**Task item A**
Retype a passage from the article on the water and sanitation campaign exactly. Begin at the words "AFDB unites with" and stop after "against the pandemic.".
**Task item B**
In the article on the water and sanitation campaign, how many people in Africa lack access to safe water?
**Task item C**
Write what follows in the article on the water and sanitation campaign, picking up after its final sentence.

**Text shown**
-- Opening Marker --

AFDB unites with SWA to launch a campaign for safe and accessible water amid COVID-19 pandemic
- May 19, 2020
- Category: Environmental, Investment and Finance, Water issues, Global, Africa
A global campaign to increase the ability to access running water and sanitation– a vital part of the fight against the COVID-19 pandemic – was launched in May 2020 by Sanitation and Water for All (SWA) which is an alliance between governments, benefactors, community societies and several development partners .
Over 50 Heads of State, leaders of United Nations agencies, International Financial Institutions, civil society, the private sector and academic institutions have endorsed the urgency to concentrate more fully on water, sanitation and hygiene in the battle against the pandemic.
The organization has assessed that globally 40% of people lack rudimentary facilities for handwashing in their homes with soap and water. In Africa alone (according to Dr. Jennifer Blanke, Bank Vice President for Agriculture, Human and Social Development) 400 million people lack access to safe water and nearly 800 million do not have access to basic handwashing facilities.
SWA’s High-level Chair, Kevin Rudd said:
“Access to clean water and sanitation is absolutely crucial to slow the spread of COVID-19. This is particularly important in countries with fragile healthcare systems or where social distancing is harder.”

-- Closing Marker --

**Provided data**
-- Opening Marker --

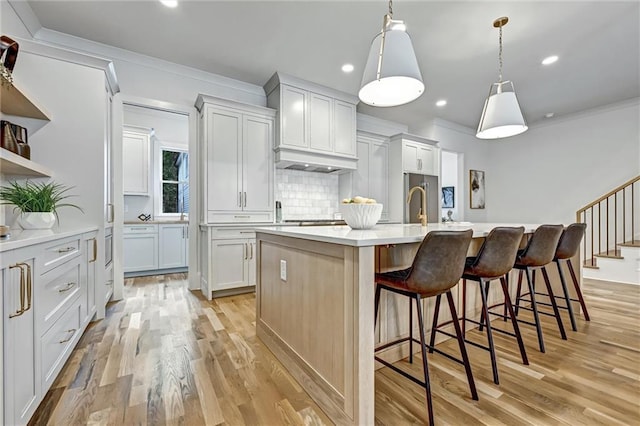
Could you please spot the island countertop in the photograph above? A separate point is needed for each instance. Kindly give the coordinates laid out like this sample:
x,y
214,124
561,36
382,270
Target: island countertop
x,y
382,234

-- Closing Marker --
-- Opening Marker --

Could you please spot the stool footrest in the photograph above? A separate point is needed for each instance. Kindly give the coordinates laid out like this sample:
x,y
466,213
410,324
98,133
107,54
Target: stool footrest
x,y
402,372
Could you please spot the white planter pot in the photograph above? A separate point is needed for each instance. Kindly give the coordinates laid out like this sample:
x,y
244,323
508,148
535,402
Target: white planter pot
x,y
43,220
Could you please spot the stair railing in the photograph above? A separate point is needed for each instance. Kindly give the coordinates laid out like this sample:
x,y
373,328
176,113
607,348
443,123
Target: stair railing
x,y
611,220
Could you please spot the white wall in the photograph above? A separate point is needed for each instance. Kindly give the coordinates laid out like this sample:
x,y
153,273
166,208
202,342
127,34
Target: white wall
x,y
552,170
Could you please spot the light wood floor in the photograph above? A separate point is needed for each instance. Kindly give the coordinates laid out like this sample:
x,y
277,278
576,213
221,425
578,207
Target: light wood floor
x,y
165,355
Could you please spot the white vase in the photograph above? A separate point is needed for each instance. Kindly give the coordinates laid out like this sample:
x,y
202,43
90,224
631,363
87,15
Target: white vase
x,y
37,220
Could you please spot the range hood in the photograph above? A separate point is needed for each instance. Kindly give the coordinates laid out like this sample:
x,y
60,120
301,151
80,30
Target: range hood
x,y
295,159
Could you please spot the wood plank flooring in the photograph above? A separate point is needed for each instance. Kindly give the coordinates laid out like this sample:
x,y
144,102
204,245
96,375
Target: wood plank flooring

-- Closing Marker --
-- Opening Marker --

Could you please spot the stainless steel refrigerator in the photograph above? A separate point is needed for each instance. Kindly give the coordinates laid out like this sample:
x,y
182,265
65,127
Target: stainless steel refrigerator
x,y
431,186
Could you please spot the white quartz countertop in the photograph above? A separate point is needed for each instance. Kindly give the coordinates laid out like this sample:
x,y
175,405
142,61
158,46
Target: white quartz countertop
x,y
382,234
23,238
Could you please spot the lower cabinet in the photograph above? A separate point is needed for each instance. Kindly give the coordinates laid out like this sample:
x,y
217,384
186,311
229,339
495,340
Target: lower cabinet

-- Closing Marker --

**Answer box A**
AFDB unites with SWA to launch a campaign for safe and accessible water amid COVID-19 pandemic
- May 19, 2020
- Category: Environmental, Investment and Finance, Water issues, Global, Africa
A global campaign to increase the ability to access running water and sanitation– a vital part of the fight against the COVID-19 pandemic – was launched in May 2020 by Sanitation and Water for All (SWA) which is an alliance between governments, benefactors, community societies and several development partners .
Over 50 Heads of State, leaders of United Nations agencies, International Financial Institutions, civil society, the private sector and academic institutions have endorsed the urgency to concentrate more fully on water, sanitation and hygiene in the battle against the pandemic.

**Answer box B**
400 million people

**Answer box C**
The African Development Bank (AFDB) has taken the lead in African responses to the crisis and has addressed the issue by making up to $10 billion available to governments and the private sector from its COVID-19 Response Facility.
During the last 10 years approximately 52 million Africans have gained access to improved water supply and sanitation services due to an investment made by the AFDB of roughly $6.2 billion during that decade. The Bank also mobilized an estimated $150 million in climate finance from the Global Environmental Facility and the Green Climate Fund to co-finance water sector projects.
The SWA stated that:
“COVID-19 is not the first and will not be the last epidemic that countries will face. Resilience to future crises depends on actions taken now, as well as on policies, institutions and capacity put in place during normal times. Let us ensure this threat is not a missed opportunity to achieve our vision of universal access to water, sanitation and hygiene.”